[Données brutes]
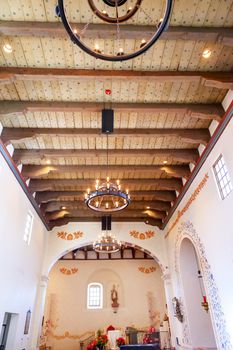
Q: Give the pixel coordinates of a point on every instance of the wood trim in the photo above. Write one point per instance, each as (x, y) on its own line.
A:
(192, 110)
(35, 171)
(57, 205)
(48, 196)
(38, 185)
(221, 35)
(157, 214)
(183, 155)
(21, 182)
(66, 220)
(10, 135)
(215, 137)
(219, 80)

CE QUI EST DEMANDÉ: Mets à jour toutes les lignes ci-dessus en remplaçant « wood trim » par « wooden molding », sans rien modifier d'autre. Laisse les images de côté dans ta réponse.

PROBLÈME RÉSOLU:
Q: Give the pixel coordinates of a point on every instance of the wooden molding in the photo above. Write one point per instance, each as (x, y) on its own line.
A:
(192, 110)
(35, 171)
(57, 205)
(48, 196)
(38, 185)
(221, 35)
(157, 214)
(183, 155)
(21, 182)
(66, 220)
(10, 135)
(215, 137)
(219, 80)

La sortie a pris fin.